*EXERCISE DIRECTIONS*:
With no images included, output each entry below exactly as it appears.

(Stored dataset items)
☆ ☆ ☆ ☆ ☆

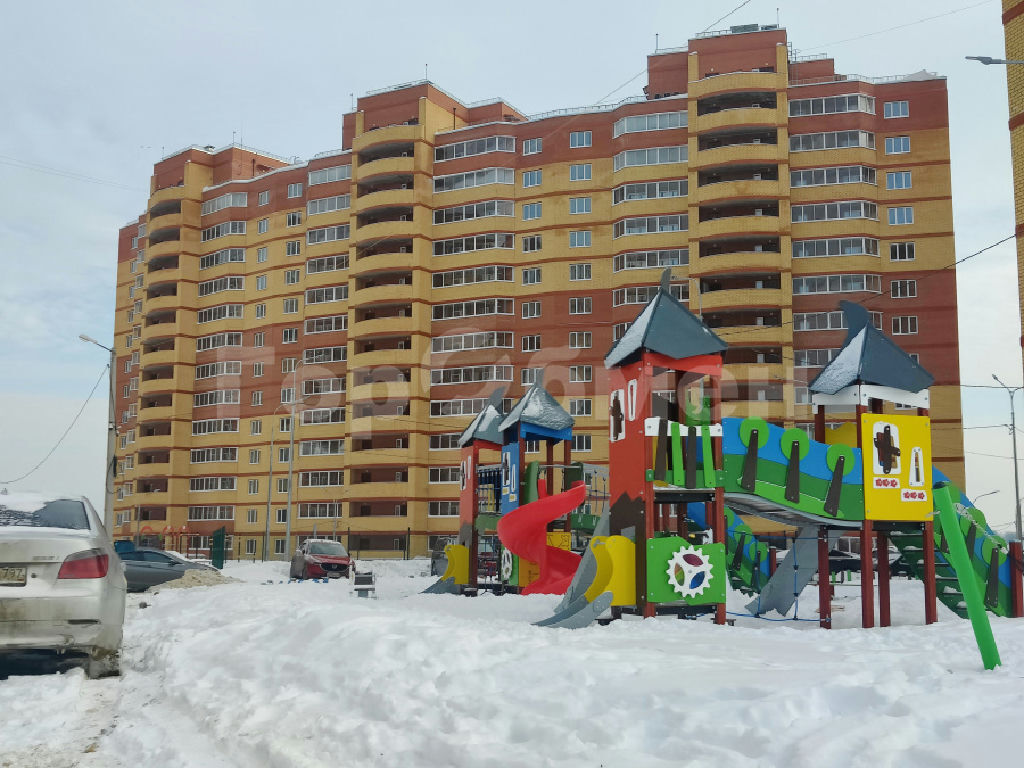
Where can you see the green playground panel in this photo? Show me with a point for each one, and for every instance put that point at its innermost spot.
(659, 590)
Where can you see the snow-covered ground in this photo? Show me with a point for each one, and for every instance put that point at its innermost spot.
(263, 673)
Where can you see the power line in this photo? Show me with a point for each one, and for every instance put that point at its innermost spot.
(65, 434)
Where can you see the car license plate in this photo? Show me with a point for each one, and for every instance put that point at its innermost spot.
(12, 577)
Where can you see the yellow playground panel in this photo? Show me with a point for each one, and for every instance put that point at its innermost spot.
(897, 462)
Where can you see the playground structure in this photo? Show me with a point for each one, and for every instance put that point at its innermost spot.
(682, 477)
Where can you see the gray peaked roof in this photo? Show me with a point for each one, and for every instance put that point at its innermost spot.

☆ ☆ ☆ ☆ ☆

*ANSWER*:
Where can you see the green playground panel in this photo? Show me with a point for each one, and for every instance put that point at its innermost spot.
(659, 590)
Where can you see the snow-covered ground in this photo? Show me with a point for each one, and for every instance put that point at its innermost spot.
(263, 673)
Where can you see the power line in this photo? Show me with a point for each one, and for every instance put that point at its innermost spot.
(65, 434)
Where can you see the car license plate in this photo? Show me with a point for each one, and for every instance put that point at its innermost spot.
(12, 577)
Where can you see the yellow playground panel in this photo? Show me with a point for each one, and for every instance put that point at its innermost spot.
(897, 462)
Where can you see the playground structure in this photo? Show me with a point for each one, and for every instance put that point at its innermost spot.
(682, 477)
Where can you see the gray peaked roof in this photo? Show me with a point for each one, and for every instance put that point at its innermost spot.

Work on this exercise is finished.